◆ YOUR ASSIGNMENT ◆
Search the data for the string "below" and copy each line where it turns up.

◆ INPUT ◆
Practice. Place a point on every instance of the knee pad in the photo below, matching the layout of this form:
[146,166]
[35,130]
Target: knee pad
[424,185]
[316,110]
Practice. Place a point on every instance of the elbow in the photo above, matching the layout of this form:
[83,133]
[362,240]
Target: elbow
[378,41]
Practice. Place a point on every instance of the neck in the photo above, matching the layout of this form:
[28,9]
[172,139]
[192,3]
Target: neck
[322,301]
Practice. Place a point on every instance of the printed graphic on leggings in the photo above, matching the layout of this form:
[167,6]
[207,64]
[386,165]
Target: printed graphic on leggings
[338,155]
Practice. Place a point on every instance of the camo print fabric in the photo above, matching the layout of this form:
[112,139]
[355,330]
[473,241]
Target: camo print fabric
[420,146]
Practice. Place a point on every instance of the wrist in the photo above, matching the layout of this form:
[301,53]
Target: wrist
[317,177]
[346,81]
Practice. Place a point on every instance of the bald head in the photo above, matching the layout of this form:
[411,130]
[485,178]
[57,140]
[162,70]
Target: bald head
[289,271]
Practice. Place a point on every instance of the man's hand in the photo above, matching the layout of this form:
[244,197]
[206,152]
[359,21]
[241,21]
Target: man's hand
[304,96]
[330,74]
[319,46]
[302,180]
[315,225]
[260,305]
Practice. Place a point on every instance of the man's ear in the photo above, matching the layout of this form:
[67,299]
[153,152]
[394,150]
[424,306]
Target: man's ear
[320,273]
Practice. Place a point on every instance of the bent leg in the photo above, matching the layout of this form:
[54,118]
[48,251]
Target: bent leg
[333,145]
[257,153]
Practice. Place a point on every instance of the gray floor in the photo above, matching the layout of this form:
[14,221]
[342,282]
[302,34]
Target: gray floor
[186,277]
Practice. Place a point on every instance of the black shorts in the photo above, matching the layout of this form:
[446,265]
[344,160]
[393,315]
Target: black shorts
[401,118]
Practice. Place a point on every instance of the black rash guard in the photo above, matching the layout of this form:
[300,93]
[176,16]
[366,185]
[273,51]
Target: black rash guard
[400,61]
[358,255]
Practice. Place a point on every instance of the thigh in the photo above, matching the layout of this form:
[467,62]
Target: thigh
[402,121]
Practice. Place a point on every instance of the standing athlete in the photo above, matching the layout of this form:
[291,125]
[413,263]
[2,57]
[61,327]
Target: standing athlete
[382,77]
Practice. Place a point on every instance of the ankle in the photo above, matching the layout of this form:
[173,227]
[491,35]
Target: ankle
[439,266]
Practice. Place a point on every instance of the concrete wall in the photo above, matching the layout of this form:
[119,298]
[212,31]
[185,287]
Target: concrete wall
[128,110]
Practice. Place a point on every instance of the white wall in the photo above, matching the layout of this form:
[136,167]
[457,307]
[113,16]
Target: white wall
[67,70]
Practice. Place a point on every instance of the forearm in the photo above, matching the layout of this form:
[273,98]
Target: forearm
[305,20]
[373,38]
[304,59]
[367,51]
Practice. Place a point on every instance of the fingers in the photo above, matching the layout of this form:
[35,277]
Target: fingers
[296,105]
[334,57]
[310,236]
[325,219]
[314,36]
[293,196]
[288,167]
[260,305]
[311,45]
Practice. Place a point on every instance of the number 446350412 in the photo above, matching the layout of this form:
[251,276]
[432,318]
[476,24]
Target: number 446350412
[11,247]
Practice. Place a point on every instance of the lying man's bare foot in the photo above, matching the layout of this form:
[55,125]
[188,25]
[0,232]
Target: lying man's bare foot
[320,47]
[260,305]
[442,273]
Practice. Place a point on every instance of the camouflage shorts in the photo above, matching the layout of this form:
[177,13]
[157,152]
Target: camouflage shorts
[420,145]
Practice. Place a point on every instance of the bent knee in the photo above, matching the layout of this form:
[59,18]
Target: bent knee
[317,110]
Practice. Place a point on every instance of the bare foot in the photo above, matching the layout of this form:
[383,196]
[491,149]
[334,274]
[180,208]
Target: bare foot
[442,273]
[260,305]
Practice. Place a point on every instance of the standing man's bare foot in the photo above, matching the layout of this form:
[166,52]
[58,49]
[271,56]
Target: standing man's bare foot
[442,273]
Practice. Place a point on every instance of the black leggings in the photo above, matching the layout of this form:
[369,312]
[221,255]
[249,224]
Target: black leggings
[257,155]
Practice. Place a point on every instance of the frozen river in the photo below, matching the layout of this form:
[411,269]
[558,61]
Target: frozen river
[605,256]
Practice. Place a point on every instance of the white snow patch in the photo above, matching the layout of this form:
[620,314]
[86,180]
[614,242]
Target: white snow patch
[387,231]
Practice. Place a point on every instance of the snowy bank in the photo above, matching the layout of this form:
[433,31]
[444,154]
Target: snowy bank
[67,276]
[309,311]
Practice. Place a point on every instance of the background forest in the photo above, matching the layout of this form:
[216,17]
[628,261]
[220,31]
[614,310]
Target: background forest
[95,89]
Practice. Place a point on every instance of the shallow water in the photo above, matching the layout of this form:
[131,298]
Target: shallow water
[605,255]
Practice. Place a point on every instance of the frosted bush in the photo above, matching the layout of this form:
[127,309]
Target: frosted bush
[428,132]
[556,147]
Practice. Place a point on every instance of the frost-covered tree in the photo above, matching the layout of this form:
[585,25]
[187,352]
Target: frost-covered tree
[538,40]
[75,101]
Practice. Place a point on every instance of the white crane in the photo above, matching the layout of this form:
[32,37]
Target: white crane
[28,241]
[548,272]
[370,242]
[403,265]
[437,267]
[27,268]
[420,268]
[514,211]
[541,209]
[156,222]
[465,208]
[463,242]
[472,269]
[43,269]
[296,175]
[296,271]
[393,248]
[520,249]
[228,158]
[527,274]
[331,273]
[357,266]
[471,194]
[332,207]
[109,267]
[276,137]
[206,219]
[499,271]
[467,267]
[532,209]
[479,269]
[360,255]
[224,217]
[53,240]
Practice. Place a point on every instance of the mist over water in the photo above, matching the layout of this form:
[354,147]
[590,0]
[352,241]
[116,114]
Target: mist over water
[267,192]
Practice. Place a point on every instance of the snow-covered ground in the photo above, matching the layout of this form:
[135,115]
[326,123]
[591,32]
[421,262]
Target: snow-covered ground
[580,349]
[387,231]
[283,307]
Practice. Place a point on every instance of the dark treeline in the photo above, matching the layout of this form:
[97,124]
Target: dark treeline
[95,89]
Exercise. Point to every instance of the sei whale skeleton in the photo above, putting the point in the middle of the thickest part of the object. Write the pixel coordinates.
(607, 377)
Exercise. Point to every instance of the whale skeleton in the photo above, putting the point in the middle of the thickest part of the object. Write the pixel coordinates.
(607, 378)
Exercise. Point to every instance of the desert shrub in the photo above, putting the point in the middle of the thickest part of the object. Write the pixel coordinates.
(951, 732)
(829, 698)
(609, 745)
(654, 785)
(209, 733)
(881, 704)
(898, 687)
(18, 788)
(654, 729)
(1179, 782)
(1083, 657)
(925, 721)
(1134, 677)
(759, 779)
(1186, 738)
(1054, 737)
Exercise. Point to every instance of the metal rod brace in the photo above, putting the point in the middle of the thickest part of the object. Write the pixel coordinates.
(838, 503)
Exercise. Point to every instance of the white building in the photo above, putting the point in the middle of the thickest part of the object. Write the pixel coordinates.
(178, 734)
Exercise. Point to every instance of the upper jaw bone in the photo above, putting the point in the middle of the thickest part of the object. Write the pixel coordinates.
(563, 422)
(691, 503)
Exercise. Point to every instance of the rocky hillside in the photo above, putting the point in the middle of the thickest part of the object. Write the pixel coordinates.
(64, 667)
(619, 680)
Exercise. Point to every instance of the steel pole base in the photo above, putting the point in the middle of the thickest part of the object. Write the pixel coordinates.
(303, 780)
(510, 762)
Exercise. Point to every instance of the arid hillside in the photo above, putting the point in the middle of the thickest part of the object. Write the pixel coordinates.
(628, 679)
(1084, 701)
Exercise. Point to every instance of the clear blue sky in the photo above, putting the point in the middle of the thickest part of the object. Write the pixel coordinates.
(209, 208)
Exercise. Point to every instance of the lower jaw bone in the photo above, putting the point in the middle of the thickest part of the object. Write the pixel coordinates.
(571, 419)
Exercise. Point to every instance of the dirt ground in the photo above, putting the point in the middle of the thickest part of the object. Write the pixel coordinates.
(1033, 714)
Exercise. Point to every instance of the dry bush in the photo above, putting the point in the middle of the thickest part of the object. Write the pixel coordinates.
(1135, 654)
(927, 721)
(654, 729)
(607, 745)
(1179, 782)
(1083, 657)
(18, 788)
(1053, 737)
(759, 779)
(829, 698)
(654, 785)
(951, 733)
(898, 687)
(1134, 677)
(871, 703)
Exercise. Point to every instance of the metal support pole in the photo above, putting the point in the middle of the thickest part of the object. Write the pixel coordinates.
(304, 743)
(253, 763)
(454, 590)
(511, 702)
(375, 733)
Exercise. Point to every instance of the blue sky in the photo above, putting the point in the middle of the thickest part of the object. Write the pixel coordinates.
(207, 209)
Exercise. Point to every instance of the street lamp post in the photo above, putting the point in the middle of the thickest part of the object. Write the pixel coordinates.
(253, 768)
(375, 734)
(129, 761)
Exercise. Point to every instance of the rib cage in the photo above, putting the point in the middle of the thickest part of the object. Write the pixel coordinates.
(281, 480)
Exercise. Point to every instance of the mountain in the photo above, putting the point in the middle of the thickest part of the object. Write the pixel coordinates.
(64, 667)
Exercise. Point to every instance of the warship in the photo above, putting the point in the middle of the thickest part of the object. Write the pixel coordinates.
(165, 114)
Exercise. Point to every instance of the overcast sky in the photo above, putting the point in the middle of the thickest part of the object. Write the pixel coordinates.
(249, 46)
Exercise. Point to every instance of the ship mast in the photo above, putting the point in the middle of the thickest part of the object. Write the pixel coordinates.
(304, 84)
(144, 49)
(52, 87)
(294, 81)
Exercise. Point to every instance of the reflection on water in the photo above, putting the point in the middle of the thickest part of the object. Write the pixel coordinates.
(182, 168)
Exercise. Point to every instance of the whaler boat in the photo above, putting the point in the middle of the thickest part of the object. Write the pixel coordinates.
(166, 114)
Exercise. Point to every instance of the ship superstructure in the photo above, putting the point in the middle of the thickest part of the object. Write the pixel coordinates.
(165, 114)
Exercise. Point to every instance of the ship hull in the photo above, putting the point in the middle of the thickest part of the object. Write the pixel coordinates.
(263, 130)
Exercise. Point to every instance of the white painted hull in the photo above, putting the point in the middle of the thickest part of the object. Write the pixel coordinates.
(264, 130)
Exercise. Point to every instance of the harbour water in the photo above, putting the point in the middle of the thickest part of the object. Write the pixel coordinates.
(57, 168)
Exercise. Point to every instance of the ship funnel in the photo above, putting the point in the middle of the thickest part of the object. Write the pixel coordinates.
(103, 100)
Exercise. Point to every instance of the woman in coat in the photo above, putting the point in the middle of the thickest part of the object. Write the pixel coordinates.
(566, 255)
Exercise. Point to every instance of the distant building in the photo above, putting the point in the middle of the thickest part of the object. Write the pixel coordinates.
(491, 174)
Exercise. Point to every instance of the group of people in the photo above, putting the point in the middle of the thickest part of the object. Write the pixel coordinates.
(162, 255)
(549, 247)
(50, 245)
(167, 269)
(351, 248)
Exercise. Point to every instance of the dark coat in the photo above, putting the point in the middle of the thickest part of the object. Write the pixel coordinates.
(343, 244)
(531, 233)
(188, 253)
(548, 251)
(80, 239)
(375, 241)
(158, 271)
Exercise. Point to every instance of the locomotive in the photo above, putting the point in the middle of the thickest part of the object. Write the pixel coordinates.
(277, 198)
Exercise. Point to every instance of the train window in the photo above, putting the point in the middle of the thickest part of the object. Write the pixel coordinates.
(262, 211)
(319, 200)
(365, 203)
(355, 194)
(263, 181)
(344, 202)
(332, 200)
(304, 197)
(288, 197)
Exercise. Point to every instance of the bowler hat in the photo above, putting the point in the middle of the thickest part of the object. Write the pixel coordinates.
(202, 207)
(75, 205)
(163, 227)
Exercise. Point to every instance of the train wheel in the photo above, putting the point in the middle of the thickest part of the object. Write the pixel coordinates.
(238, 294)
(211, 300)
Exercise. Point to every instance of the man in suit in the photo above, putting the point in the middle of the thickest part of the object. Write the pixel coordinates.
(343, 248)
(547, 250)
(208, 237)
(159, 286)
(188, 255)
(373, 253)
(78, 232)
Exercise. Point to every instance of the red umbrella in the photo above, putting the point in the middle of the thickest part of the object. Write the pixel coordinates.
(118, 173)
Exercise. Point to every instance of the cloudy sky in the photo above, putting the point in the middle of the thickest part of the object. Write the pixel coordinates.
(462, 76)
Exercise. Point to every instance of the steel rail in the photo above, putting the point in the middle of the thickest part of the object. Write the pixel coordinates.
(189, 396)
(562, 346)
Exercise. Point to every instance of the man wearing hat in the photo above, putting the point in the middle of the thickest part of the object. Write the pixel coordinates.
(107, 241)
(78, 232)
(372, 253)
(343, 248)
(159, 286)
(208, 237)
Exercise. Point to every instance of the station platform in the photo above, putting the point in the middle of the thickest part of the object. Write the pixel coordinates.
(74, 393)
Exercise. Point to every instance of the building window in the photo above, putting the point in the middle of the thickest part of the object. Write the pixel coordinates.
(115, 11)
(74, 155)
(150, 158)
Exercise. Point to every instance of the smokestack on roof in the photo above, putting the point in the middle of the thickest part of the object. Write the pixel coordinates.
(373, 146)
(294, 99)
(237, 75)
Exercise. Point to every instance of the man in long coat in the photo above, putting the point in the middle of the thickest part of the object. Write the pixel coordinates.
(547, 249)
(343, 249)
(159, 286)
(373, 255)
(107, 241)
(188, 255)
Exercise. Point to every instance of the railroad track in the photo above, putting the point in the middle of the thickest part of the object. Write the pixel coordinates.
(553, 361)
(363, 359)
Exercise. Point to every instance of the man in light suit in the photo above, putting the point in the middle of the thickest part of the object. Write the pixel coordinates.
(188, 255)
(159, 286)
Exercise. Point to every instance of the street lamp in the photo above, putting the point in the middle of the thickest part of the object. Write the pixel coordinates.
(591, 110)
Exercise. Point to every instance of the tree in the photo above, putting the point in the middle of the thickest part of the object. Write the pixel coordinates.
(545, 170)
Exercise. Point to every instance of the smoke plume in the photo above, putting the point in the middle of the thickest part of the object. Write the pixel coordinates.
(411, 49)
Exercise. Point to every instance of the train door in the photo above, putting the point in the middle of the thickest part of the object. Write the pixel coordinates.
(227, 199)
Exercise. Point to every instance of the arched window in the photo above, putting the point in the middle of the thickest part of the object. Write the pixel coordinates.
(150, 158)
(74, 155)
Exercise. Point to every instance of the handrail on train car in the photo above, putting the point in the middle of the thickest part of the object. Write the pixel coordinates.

◆ TASK SOLUTION ◆
Practice. Place a point on every instance of the knee pad in the photo below, matching the layout of this form:
Practice. Place a point on every instance of the frozen river in the photo below, matching the layout of this form:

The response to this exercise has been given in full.